#### Records provided

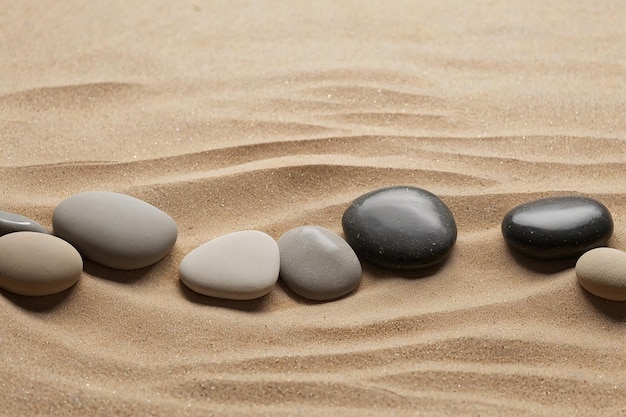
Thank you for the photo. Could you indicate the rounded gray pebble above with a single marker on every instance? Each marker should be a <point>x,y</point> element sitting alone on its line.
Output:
<point>115,230</point>
<point>318,264</point>
<point>11,222</point>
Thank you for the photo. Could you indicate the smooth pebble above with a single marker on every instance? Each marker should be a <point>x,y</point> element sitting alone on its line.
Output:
<point>557,227</point>
<point>242,265</point>
<point>11,222</point>
<point>115,230</point>
<point>318,264</point>
<point>400,227</point>
<point>33,263</point>
<point>602,272</point>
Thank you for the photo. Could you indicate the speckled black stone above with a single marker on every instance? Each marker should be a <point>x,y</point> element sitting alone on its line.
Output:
<point>400,227</point>
<point>557,227</point>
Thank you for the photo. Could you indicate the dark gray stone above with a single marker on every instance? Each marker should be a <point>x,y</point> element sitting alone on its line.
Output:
<point>400,227</point>
<point>557,227</point>
<point>115,230</point>
<point>318,264</point>
<point>10,222</point>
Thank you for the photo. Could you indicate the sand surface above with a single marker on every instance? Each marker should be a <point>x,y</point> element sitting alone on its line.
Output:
<point>267,115</point>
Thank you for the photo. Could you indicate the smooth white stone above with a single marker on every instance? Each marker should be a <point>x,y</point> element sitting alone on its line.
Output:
<point>239,266</point>
<point>115,230</point>
<point>602,272</point>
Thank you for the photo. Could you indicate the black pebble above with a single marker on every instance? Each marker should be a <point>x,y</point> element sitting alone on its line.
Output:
<point>557,227</point>
<point>400,227</point>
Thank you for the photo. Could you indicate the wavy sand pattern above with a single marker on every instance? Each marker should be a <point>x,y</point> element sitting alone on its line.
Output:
<point>269,115</point>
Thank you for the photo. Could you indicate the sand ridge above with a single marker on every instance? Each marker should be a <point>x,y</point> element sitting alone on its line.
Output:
<point>261,115</point>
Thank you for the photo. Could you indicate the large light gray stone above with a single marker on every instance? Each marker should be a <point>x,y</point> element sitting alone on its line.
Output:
<point>317,263</point>
<point>115,230</point>
<point>33,263</point>
<point>602,272</point>
<point>239,266</point>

########

Stated exercise
Reproduce every entry above verbatim, omitting the pictures.

Output for this exercise
Thank you for the photo. Could you indicate the rounded gray pebble above with a single marker on every instance? Each marker should be a <point>x,y</point> element sitting alone on its line.
Output:
<point>115,230</point>
<point>318,264</point>
<point>11,222</point>
Thank you for the photo. Could you indicate the smooth pebble above with a single marker on every instance? Each marker should be a <point>x,y</point> element sitting alone on its line.
Output:
<point>557,227</point>
<point>242,265</point>
<point>11,222</point>
<point>115,230</point>
<point>318,264</point>
<point>400,227</point>
<point>33,263</point>
<point>602,272</point>
Thank you for the photo. Could you indicate the speckled black stone above with a single marker on every instance? Each marker should be a <point>x,y</point> element sitting alone on its line.
Output:
<point>400,227</point>
<point>557,227</point>
Thank you for the photo. Could you indicate the dark gray stone above with a single marker on every instance? Each marker should be a <point>x,y</point> element sitting alone on its line.
Output:
<point>400,227</point>
<point>557,227</point>
<point>115,230</point>
<point>318,264</point>
<point>10,222</point>
Thank you for the photo. Could you indicate the sand surface above with a single marker on every instance? Each marker should be a <point>x,y</point> element sitting alone on its line.
Output:
<point>267,115</point>
Thank you for the photo. Could you indicate the smooth white stone above with a single marker on every instance? Each marker should be a <point>x,y</point> element sitting alone on its line.
Output:
<point>239,266</point>
<point>115,230</point>
<point>602,272</point>
Thank you for the photo. Could you indicate the black pebble above with a single marker on every instance? Each marker should be a <point>x,y</point> element sitting alone on its line.
Output:
<point>557,227</point>
<point>400,227</point>
Thank you for the photo. Could you indicate the wavy sand pattern above with a single marker on every instance? Each marker should be a <point>x,y</point> element sitting alone on its line.
Output:
<point>269,115</point>
Thank you for the photo. Could you indicate the sand ridge above with a single marker on every instance? Each marker should be a <point>x,y</point> element sitting alone on its line.
Output:
<point>261,115</point>
Thank you for the photo. Could you indicate the large light gray stone above with a single marker on every instance? Each marker should be a <point>x,y</point> element sitting alone on its line.
Output:
<point>317,263</point>
<point>115,230</point>
<point>33,263</point>
<point>602,272</point>
<point>239,266</point>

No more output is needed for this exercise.